▸ **文書の抜粋**:
------------------------
明治から昭和戦後期あたりまでに作られた土木・建築物で現存する物について「近代化遺産」と呼ばれている。そしてここ十数年、この「近代化遺産」と言う物を見直そうという機運が世の中的に高まってきているそうで、「近代化遺産」とタイトルについた書籍が多数出版されていたりする。

私個人としても、この時期に作られた土木構造物は特に見て面白いので、意識的にそういったダムを中心に旅行のプランを考えたりしているのだが、そのときに参考にしているのが土木学会の発行した「日本の近代土木遺産」と群馬県建設技術センターから発行された「ぐんまの土木遺産」の2冊の本である。

それで、今回の「箱島ダム」なのだが、この2冊には載っていない。おそらく掲載されていたら(特に「ぐんまの土木遺産」は大きな写真入りで掲載されているので)もっと早く見学に行っただろう。ともかく、持ち駒ではなんとも出来ないので、会社帰りに寄り道して群馬県立図書館から資料を借りてきた。

まず、名前から役立ちそうな「群馬の水力発電史(田村民男著)」である。昭和54年に発行された本書は名前の通り群馬初の電力会社から現在に至る群馬の水力発電に関して詳しく説明しているようである(関係ありそうな所しかまだ見てません。ちゃんと読むと今後相当役立ちそうなので一区切りついたら読もうと思ってます)。
------------------------
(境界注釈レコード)
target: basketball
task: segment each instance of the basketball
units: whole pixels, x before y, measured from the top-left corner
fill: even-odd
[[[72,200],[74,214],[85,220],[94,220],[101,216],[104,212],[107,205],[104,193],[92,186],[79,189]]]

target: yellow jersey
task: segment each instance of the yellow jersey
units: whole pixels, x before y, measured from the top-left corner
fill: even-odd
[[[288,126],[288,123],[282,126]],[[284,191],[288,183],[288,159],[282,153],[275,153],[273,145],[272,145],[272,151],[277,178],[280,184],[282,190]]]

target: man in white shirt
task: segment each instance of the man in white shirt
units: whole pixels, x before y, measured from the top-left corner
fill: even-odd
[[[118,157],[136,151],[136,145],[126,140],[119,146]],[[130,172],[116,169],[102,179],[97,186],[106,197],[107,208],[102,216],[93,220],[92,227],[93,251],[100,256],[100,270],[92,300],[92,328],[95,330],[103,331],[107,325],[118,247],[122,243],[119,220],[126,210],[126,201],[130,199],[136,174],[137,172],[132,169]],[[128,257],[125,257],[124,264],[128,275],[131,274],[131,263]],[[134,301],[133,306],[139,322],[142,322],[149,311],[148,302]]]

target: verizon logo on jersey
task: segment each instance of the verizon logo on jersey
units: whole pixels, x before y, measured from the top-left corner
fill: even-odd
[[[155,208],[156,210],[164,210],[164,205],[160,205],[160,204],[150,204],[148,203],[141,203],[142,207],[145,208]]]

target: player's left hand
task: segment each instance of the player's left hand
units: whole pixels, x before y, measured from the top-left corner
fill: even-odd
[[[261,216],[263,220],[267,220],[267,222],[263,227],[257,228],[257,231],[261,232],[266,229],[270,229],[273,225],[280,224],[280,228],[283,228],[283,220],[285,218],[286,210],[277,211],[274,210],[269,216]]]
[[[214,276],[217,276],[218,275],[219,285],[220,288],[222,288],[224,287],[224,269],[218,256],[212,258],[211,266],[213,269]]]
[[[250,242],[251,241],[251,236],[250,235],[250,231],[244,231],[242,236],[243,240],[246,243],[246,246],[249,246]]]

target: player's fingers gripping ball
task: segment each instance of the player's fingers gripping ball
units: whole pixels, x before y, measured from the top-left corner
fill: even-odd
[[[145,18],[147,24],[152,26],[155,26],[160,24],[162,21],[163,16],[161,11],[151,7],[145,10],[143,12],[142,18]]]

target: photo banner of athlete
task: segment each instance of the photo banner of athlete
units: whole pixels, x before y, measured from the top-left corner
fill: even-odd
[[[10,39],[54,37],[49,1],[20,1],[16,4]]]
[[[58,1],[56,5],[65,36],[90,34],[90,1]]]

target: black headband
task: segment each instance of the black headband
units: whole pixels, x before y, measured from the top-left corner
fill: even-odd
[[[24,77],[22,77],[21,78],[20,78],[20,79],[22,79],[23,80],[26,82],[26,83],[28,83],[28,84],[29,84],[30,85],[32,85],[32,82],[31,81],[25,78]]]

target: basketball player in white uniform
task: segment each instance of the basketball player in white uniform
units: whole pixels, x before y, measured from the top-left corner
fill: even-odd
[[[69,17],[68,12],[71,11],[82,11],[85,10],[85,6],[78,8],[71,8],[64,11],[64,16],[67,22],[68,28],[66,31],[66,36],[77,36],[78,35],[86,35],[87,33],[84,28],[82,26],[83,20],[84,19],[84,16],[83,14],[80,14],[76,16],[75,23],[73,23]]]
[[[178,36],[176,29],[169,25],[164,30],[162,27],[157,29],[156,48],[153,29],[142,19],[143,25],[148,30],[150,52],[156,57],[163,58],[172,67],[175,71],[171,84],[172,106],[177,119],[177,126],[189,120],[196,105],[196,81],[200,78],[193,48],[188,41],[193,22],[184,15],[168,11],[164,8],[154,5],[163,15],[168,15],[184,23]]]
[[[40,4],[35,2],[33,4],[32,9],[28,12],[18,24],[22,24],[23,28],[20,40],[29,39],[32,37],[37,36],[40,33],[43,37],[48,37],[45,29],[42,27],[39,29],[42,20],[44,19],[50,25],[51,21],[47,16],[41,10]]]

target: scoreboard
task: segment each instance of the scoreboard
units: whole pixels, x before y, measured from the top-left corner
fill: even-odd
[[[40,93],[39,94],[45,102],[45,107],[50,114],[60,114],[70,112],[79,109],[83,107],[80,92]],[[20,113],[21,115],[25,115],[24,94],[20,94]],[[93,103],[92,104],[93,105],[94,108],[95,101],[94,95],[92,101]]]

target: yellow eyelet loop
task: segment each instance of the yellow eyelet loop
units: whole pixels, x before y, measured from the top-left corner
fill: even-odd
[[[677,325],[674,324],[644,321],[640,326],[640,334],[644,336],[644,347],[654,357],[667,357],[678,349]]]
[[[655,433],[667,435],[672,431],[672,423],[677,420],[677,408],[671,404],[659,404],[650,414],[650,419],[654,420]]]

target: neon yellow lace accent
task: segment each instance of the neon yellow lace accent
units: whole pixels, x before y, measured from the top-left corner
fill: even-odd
------------------------
▸ **練習問題**:
**a)** 箱島ダムについての文章で、「群馬の水力発電史」が発行された年を答えなさい。
**b)** 箱島ダムについての文章を、最後の一文の後から書き進めなさい。

▸ **解答**:
**a)** 昭和54年

**b)**
それで、読み始めてから気づいたのだが、あのダムの正式名称って実はまだ分からないのだ。とりあえず発電所の名前は看板で「箱島発電所」だと分かっているのだが、正式名称はどこにも載っていない。しょうがないので箱島と名前の付くページを調べてみるとP.28に「箱島水力電気から引き継いだ(旧)箱島発電所」という見出しがあり、箱島発電所の変遷について半ページ程度割いて書かれていた。

本文によれば、明治36年に設立された「高崎水力電気会社」が需要の増加に対応するため別会社として「箱島水力電気会社」を明治43年1月に資本金10万円で設立、その後2万円増資し「箱島発電所」を43年2月起工・同年9月に竣工して10月5日に営業運転開始としたと記されている。

その後会社の合併で発電所の名前は「箱島第1発電所」から「東第1発電所」と変わり、昭和31年4月25日に廃止となったと続いている。40年ほど稼働し、役目を終えてから50年立っている事になる。また、廃止後、発電所で使用していたペルトン水車は須田貝発電所の資料館に陳列されていると書かれている。ってことは見てるじゃん、自分。

次に東京電力の高崎支店発行の「ぐんまの電力史」という本である。この本でも箱島発電所についてふれられているのはやっぱり半ページで、P,77に前書と同様の経緯と下記の事が書かれていた。

発電所は総延長410メートルの鉄管で水を流下させてペルトン水車を回しドイツ・フォイト社の発電機(出力300kw1基)で発電2万5000ボルトで送電する物であった。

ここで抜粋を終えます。